> _Material for this task_:

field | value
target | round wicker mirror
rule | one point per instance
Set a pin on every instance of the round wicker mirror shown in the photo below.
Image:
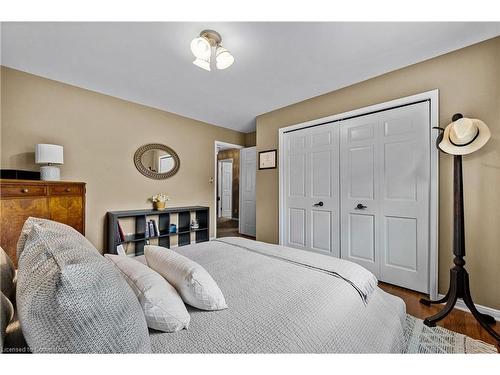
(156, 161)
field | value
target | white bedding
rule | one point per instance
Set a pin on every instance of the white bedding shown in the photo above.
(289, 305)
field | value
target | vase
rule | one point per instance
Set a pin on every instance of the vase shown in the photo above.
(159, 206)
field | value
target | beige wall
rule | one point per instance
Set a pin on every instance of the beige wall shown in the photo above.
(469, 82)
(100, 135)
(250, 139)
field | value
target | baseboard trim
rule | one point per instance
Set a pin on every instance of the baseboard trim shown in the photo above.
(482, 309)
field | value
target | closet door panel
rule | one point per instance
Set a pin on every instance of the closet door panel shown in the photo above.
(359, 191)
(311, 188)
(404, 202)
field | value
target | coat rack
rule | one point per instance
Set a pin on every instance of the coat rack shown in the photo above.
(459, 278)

...

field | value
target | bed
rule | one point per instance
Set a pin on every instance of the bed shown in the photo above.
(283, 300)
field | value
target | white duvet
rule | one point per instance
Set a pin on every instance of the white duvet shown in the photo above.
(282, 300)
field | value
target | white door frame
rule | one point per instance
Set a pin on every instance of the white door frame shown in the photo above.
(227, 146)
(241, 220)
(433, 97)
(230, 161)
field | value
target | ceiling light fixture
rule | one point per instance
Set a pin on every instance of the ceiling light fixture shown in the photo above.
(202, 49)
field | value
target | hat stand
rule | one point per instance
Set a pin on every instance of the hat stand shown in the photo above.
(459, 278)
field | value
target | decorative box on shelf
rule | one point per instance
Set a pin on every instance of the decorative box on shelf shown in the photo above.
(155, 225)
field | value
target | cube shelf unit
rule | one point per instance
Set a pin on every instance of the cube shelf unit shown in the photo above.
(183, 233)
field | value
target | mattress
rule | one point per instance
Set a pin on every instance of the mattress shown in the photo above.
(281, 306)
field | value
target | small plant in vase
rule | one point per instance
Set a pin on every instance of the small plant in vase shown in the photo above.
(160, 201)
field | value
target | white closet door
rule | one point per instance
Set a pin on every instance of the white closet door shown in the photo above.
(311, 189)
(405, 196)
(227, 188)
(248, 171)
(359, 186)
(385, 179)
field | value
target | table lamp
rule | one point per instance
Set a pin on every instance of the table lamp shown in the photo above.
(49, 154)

> _Activity_: Where the word "wicker" occurs in a line of the records, copy that line.

> _Answer box_:
target | round wicker mirror
Set a pin on every instance of the round wicker mirror shown in the photo below.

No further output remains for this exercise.